| WRITTEN EXERCISE |
Write out, word for word, only the lines from the one containing "Practice step: point at the sandy" through the final line of the data.

| ENTRIES SHOWN |
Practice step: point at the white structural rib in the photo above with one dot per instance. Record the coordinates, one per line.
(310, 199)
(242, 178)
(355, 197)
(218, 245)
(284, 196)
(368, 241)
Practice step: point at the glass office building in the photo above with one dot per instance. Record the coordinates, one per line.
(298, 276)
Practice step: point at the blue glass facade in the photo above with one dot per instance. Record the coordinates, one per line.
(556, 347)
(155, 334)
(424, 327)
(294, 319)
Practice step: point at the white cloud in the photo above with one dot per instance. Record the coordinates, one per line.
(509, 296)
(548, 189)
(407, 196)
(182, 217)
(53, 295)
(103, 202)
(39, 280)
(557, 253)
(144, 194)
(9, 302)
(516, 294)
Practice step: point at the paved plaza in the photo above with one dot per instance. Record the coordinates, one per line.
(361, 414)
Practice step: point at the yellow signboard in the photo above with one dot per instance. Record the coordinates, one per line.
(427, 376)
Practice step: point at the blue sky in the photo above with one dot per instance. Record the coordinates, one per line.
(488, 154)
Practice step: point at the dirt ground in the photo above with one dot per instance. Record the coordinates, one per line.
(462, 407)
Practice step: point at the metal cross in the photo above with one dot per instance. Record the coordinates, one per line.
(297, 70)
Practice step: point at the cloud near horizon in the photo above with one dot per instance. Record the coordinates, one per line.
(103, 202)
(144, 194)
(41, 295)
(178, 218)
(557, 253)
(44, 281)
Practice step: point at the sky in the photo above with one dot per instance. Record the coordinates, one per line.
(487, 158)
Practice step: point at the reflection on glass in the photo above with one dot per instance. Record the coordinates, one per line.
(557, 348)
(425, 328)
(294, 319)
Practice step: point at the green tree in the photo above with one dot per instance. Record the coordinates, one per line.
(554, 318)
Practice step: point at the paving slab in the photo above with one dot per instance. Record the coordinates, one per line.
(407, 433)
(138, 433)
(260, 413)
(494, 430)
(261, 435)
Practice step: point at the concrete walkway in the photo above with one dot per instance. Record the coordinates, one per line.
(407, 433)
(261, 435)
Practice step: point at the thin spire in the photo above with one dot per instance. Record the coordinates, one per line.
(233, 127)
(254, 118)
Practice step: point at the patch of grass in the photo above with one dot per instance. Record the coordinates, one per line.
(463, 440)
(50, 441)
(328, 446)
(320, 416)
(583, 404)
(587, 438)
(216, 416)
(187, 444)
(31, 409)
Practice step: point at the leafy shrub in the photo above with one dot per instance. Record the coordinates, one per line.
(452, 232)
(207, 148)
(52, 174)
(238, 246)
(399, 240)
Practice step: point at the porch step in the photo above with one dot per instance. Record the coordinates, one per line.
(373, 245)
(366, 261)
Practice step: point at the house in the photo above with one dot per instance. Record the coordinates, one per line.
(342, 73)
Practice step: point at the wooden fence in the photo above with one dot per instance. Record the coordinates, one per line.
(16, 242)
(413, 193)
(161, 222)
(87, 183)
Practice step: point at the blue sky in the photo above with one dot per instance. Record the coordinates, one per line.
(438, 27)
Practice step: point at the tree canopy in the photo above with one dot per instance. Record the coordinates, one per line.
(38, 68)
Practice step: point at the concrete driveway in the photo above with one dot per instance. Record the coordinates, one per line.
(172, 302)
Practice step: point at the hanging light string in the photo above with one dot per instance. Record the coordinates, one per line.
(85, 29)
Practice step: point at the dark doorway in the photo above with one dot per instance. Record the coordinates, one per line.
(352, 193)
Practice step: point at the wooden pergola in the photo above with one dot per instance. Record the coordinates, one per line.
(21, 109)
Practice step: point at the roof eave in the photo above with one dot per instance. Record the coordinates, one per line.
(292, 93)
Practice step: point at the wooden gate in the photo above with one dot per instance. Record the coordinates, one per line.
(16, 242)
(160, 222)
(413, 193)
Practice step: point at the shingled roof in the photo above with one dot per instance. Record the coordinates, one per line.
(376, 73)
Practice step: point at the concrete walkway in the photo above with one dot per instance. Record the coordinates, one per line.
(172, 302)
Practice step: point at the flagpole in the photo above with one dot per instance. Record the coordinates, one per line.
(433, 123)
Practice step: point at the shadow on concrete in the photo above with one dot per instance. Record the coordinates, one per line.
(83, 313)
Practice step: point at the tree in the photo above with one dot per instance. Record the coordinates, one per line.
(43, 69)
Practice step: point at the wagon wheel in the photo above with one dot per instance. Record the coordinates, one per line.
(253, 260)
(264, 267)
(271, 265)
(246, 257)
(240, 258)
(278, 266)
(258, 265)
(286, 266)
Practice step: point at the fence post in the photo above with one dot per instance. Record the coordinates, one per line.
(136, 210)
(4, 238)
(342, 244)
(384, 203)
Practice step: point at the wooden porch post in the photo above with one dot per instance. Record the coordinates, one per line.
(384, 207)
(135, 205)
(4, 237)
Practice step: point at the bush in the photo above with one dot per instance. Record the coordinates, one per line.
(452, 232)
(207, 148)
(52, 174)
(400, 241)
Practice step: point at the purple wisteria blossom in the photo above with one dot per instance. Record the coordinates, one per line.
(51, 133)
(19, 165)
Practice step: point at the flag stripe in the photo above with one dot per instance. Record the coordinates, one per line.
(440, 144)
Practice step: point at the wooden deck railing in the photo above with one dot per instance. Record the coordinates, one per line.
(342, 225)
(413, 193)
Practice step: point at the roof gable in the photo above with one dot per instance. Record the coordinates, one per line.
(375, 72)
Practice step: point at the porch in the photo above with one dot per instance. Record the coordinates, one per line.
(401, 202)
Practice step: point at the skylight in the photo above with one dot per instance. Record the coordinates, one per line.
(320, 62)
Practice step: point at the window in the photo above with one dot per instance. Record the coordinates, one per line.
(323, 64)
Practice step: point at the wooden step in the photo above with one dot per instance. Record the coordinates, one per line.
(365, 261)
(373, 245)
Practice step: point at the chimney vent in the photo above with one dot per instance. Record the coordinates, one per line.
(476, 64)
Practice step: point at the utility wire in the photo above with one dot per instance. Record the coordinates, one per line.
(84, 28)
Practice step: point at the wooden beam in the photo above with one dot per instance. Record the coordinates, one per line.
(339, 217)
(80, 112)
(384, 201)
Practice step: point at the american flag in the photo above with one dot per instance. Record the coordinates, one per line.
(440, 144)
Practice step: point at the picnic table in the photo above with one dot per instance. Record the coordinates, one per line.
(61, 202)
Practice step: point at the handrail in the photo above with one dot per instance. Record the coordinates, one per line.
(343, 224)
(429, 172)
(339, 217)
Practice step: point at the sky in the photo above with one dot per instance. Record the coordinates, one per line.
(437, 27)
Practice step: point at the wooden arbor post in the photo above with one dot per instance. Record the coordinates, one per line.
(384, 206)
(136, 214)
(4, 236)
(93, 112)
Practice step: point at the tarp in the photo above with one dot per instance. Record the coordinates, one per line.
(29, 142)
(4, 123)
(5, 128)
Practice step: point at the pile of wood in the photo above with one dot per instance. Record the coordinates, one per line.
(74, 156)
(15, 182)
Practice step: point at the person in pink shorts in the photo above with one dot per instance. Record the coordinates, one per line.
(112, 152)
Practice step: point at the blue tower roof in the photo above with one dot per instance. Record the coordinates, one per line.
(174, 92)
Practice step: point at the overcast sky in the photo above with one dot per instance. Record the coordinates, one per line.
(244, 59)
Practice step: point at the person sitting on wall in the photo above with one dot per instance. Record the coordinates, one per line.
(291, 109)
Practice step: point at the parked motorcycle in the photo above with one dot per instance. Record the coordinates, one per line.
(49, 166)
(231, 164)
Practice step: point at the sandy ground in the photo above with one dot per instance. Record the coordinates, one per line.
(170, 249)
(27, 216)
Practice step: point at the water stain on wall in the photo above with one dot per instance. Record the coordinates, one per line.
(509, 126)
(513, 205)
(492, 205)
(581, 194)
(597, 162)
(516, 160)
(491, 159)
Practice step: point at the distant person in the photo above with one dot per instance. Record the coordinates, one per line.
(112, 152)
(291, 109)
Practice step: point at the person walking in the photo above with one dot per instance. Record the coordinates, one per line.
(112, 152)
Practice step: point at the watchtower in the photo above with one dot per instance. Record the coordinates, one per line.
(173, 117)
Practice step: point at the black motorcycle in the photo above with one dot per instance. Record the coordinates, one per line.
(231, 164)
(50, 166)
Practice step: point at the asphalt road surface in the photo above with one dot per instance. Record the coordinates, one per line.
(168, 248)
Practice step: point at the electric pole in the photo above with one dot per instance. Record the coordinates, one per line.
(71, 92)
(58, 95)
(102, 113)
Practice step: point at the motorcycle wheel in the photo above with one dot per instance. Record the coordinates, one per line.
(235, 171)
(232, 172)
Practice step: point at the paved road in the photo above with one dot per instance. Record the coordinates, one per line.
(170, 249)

| EXERCISE RESPONSE |
Practice step: point at the sandy ground in the photo above with one dot per instance. Record the coordinates, one per line.
(170, 249)
(27, 216)
Practice step: point at the water stain on wall in the photo above with one dot per instance. Record the coordinates, one per line.
(509, 126)
(513, 205)
(492, 205)
(581, 194)
(597, 162)
(516, 160)
(491, 159)
Practice step: point at the distant person in the photo above with one dot per instance. Record the coordinates, one per line.
(112, 152)
(291, 109)
Practice step: point at the person walking in the photo above with one dot per instance. Record the coordinates, one per line.
(112, 152)
Practice step: point at the watchtower in the photo above with one dot per instance. Record the coordinates, one per line.
(173, 117)
Practice step: point at the black motorcycle in the photo above with one dot per instance. Record the coordinates, one per line.
(231, 164)
(50, 166)
Practice step: point at the asphalt road surface in the photo above with one dot per instance. Record the coordinates, one per line.
(168, 248)
Practice step: point at the electric pole in the photo above with one dot per instance. Record the coordinates, one per line.
(71, 92)
(58, 95)
(102, 113)
Practice step: point at the motorcycle wheel in the photo above with one dot per instance. Record the coordinates, one per line.
(235, 171)
(232, 172)
Practice step: point at the paved road in the photo above with one dot per instance. Record the coordinates, one per line.
(170, 249)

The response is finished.